### READING TEXT
Prospective 6 weeks follow-up post-cholecystectomy: the predictive value of pre-operative symptoms.
J Gastrointest Surg. 2009 Feb;13(2):304-11. Epub 2008 Oct 16. PMID: 18923876
CoRPS-Center of Research on Psychology in Somatic diseases, Department of Medical Psychology, Tilburg University, PO Box 90153, 5000 LE Tilburg, The Netherlands.
OBJECTIVE: Many patients with symptomatic cholelithiasis report persisting symptoms after elective cholecystectomy. The current prospective follow-up study aims at the identification and valuation of risk factors for negative symptomatic outcome at 6 weeks.
METHODS: Consecutive patients (n = 183), age 18-65 years, indicated for elective cholecystectomy due to symptomatic cholelithiasis, completed a self-report questionnaire. At 6 weeks post-operatively, the same self-report questionnaires were completed (n = 129). Predictors of the persistence and emergence of biliary and dyspeptic symptoms at 6 weeks post-cholecystectomy were investigated using univariate and multivariate logistic regression.

### QUESTIONS
1. Answer these questions from the cholecystectomy study text:
(a) Which department and university are listed in the address?
(b) What age range did the patients fall within?
(c) How many patients completed the questionnaires at 6 weeks after surgery?
2. Carry on with the cholecystectomy study text, starting after its last sentence.

### DATA RECORDS
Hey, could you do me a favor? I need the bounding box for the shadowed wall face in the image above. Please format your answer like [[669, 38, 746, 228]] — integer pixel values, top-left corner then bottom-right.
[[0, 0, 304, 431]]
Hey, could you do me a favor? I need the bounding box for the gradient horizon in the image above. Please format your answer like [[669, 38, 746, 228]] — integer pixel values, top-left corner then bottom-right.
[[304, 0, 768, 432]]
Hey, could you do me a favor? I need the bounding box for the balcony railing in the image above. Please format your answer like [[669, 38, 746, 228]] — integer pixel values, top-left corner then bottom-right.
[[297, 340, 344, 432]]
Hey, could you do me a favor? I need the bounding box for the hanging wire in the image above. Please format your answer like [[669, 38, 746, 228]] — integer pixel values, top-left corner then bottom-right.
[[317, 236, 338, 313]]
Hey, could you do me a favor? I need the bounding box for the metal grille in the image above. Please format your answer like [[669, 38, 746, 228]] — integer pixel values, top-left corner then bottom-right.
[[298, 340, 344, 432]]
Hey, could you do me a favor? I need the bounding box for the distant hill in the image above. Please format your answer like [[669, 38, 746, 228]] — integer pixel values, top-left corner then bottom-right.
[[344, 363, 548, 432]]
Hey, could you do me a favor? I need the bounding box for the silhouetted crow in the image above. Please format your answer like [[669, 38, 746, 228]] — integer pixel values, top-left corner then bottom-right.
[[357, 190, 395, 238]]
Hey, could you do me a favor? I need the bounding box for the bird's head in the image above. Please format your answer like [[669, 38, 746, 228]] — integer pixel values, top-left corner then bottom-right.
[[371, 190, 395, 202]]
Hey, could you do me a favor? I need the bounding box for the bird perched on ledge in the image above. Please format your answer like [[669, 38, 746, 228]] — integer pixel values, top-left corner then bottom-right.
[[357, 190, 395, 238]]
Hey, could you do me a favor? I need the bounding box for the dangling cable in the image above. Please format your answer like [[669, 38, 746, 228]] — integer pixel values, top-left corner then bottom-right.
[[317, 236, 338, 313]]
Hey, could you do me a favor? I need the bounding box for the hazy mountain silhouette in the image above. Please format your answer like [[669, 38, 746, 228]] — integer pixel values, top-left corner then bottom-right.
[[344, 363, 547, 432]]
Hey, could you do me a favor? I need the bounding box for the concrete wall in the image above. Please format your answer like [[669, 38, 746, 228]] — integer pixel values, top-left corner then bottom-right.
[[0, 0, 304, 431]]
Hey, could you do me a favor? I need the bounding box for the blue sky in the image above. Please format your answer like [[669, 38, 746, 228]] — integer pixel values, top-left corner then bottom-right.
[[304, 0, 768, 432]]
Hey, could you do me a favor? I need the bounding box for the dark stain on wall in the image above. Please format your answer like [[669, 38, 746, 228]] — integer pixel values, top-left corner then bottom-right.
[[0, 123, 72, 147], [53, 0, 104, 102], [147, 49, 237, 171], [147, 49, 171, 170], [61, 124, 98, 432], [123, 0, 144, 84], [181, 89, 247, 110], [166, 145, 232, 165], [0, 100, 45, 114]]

### LIST OF ANSWERS
1.
(a) The Department of Medical Psychology, Tilburg University
(b) 18 to 65 years
(c) 129

2.
RESULTS: At 6 weeks post-operatively, the report of post-operative biliary symptoms was independently predicted by pre-operative dyspeptic symptoms (OR = 6.60) and bad taste (OR = 3.55). Pre-operative flatulence was an independent predictor of the report of biliary and dyspeptic symptoms ((OR = 3.33) and (OR = 3.27), respectively) and persisting biliary symptoms (OR = 4.21). Predictors of symptomatic outcome were only identified in women, not in men.
CONCLUSION: Patients with pre-operative dyspeptic symptoms, notably bad taste and flatulence, have an increased risk of negative post-cholecystectomy outcomes at 6 weeks. A symptom-specific approach should lead to optimalization of the indication of cholecystectomy and information of patients. Known risk factors for long-term outcomes might be valuable in female patients only.